▶ [Série d'exercices]:
1 – Répondez aux questions suivantes à partir de l'extrait du texte :
(a) Qu'est-ce que « le petit roitelet du dix-huitième siècle » n'a plus aujourd'hui sur les lèvres ?
(b) Devant quoi la raison humaine se brise-t-elle, selon l'extrait ?
(c) Quelle est l'unique chose vue « dans le tumulte et le fracas » des pensées évoquées ?
2 – Recopiez fidèlement l'extrait du texte, en commençant par « C'est bien moi, mais » et en poursuivant jusqu'à « peut définir ? ».

▶ [Extrait du texte]:
▽
C'est bien moi, mais non point cet esprit railleur et caustique d'autrefois ; le petit roitelet du dix-huitième siècle, qui commandait par la pensée et le génie à tant de grands souverains, n'a plus aujourd'hui sur les lèvres ce sourire mordant qui faisait trembler ennemis et amis même ! Mon cynisme a disparu devant la révélation des grandes choses que je voulais toucher et que je n'ai sues qu'outre tombe !

Pauvres cerveaux trop étroits pour contenir tant de merveilles ! Humains, taisez-vous, humiliez-vous devant la puissance suprême ; admirez et contemplez, voilà ce que vous pouvez faire. Comment voulez-vous approfondir Dieu et son grand travail ? Malgré toutes ses ressources, votre raison ne se brise-t-elle pas devant l'atome et le grain de sable qu'elle ne peut définir ?

J'ai usé ma vie, moi, à chercher et à connaître Dieu et son principe, ma raison s'y est affaiblie, et j'en étais arrivé, non point à nier Dieu, mais sa gloire, sa puissance et sa grandeur. Je me l'expliquais se développant dans le temps. Une intuition céleste me disait de rejeter cette erreur, mais je ne l'écoutais pas, et me fis l'apôtre d'une doctrine mensongère… Savez-vous pourquoi ? Parce que, dans le tumulte et le fracas de mes pensées qui s'entrechoquaient sans cesse, je ne voyais qu'une chose : mon nom gravé au fronton du temple de mémoire des nations ! Je ne voyais que la gloire que me promettait cette jeunesse universelle qui m'entourait et semblait goûter avec suavité et délices le suc de la doctrine que je lui enseignais. Pourtant, poussé par je ne savais quel remords de ma conscience, j'ai voulu m'arrêter, usais il était trop tard ; comme toute utopie, tout système qu'on embrasse vous entraîne ; le torrent suit d'abord, puis vous emporte et vous brise, tant sa chute est parfois violente et rapide.
△
Enregistrements du jeu de données
▽
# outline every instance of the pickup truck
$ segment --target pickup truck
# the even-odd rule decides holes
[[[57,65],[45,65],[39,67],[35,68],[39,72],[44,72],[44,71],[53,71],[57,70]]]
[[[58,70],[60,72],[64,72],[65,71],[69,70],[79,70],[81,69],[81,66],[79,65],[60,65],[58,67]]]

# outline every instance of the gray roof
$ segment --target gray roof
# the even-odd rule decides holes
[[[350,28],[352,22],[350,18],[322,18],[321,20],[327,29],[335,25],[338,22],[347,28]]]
△
▶ [Corrigé des exercices]:
1 –
(a) Ce sourire mordant qui faisait trembler ennemis et amis même.
(b) Devant l'atome et le grain de sable qu'elle ne peut définir.
(c) Un nom gravé au fronton du temple de mémoire des nations.

2 –
C'est bien moi, mais non point cet esprit railleur et caustique d'autrefois ; le petit roitelet du dix-huitième siècle, qui commandait par la pensée et le génie à tant de grands souverains, n'a plus aujourd'hui sur les lèvres ce sourire mordant qui faisait trembler ennemis et amis même ! Mon cynisme a disparu devant la révélation des grandes choses que je voulais toucher et que je n'ai sues qu'outre tombe !

Pauvres cerveaux trop étroits pour contenir tant de merveilles ! Humains, taisez-vous, humiliez-vous devant la puissance suprême ; admirez et contemplez, voilà ce que vous pouvez faire. Comment voulez-vous approfondir Dieu et son grand travail ? Malgré toutes ses ressources, votre raison ne se brise-t-elle pas devant l'atome et le grain de sable qu'elle ne peut définir ?